[Saved entries]
--------------------
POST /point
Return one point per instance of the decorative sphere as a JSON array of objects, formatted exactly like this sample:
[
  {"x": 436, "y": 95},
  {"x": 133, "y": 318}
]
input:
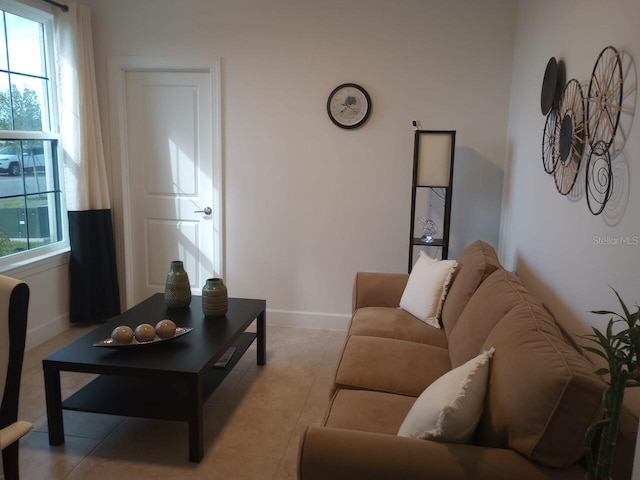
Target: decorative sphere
--------------------
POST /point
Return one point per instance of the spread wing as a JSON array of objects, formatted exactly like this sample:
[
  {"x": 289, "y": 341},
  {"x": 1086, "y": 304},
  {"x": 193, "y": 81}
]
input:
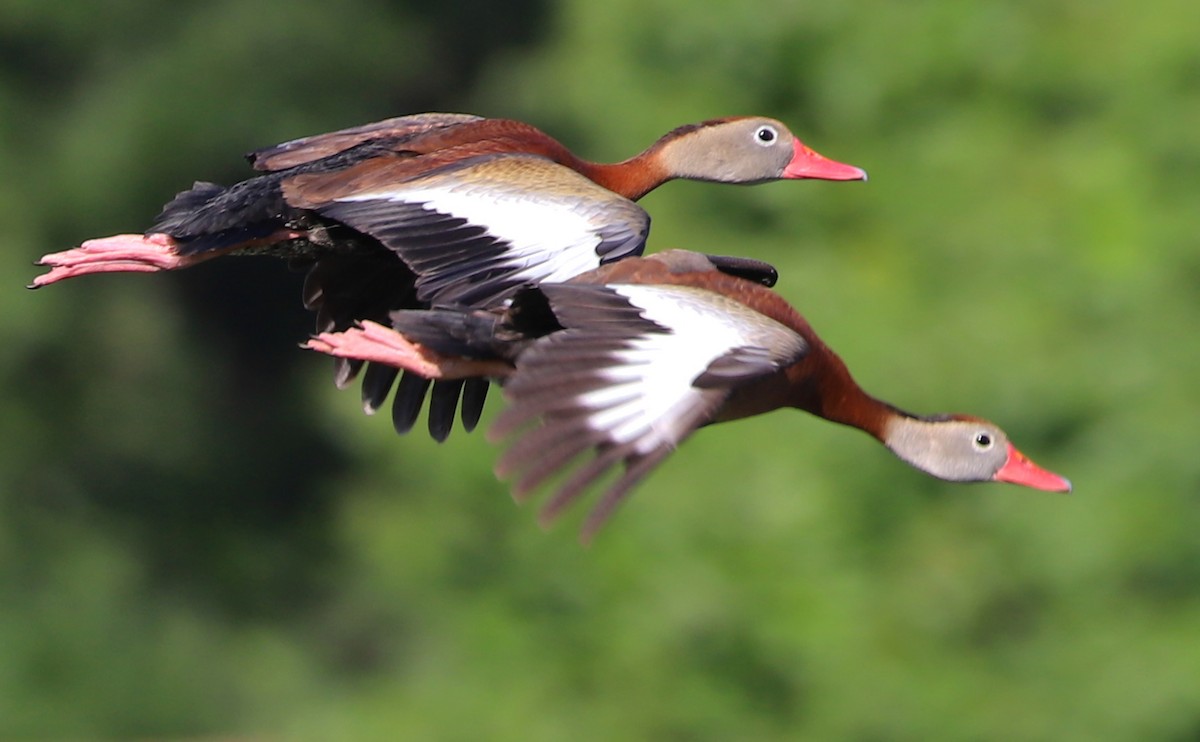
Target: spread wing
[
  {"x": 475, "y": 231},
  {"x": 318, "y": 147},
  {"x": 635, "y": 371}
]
--------------------
→ **EXERCISE**: Working through the entries above, copy every line in which "array" is found.

→ **SOLVED PROBLEM**:
Return one point per instance of the decorative sphere as a JSON array of objects, formatted exactly like this sample:
Return one point per instance of the spread wing as a JSON array of objects, formatted exactly like this sample:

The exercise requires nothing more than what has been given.